このような状況なので、各部屋、エアコンを室内のどこにつけて、室外機をどこに置くのか、物干しスペースをどこに確保するのか、が大問題となります。

今回の305号室では、既に玄関ドア上部にエアコンスリーブの穴があけられていますので、そこを利用し、廊下に室外機を設置することにしました。エアコン室内機はこの部分に取り付けます。


↑ 下から見たところ。右側の壁にエアコンを取り付けます。中央壁から電線が出ています。

● フローリングは無垢材を利用しています。
2004年に山王マンションで最初のリノベーションをした時、賃貸物件で無垢のフローリングを使用し、次の更新時に問題がおきないかいろいろ議論しましたが、入居者が変わられた時の更新問題も特におこりませんでした。当初のイメージ通り、無垢材は味が出てきて良い感じになってきています。


↑ 無垢フローリング。

● 曲面の壁ができていました。


↑ 上:既存の天井がそのまま残っています。
下:既存の天井を撤去。魅力的な小幅板型枠の荒々しくも繊細なコンクリート打ち放しのスラブが現れました。
2つの領域の間(はざま)に、この曲面の壁があります。

^^^^^^^^^^^^^^^^

◆ **取り組む課題**:
a) リノベーションに関する文章で、各部屋について大問題になるとされている点は何ですか。すべて挙げてください。
b) 次の(i)〜(iii)は、リノベーションに関する文章の内容と合っていますか。それぞれ「はい」か「いいえ」で答え、判断の根拠となる本文の語句をそのまま引用してください。
(i) 305号室では、室外機を廊下に設置することにした。
(ii) 2004年の山王マンションでのリノベーションでは、入居者が変わった時の更新で問題がおきた。
(iii) 既存の天井を撤去すると、コンクリート打ち放しのスラブが現れた。
c) リノベーションに関する文章を、最後の文の後から書き継いでください。

◆ **表示データ**:
^^^^^^^^^^^^^^^^

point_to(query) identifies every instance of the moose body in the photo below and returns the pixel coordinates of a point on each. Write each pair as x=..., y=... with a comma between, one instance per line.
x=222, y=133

^^^^^^^^^^^^^^^^

◆ **課題別の解答**:
a)
・エアコンを室内のどこにつけるか
・室外機をどこに置くか
・物干しスペースをどこに確保するか

b)
(i) はい。「廊下に室外機を設置することにしました」
(ii) いいえ。「入居者が変わられた時の更新問題も特におこりませんでした」
(iii) はい。「既存の天井を撤去。魅力的な小幅板型枠の荒々しくも繊細なコンクリート打ち放しのスラブが現れました。」

c)
● よく考えてみると、全てのものは時代の支配下に置かれていることがわかります。賃貸マンションにバルコニーがないのも、洗濯機置場がないのも、外壁のタイルが今ではないのも、サッシがスチールであるのも、コンクリートスラブの型枠が小幅板なのも、天井材がチープなのも、地袋があるのも・・・今では、作ることのできないものばかりです。建築材料や洗面器などの衛生陶器、デザインなども、その時代だから使用できたり、つくることができたものなのです。
昔の建物が古く感じる一つの理由は、この部屋のように、現在見慣れない材料、素材、製品、工法、デザインなどが使われていると違和感を感じ、時代が異なることがわかるからです。”いま”とは違う時代が305号室にはありました。44年という歴史が”いま”とは異なる時代表現を可能にしているわけです。

44年という時間の重みを表現することが、今回のデザインテーマとなっています。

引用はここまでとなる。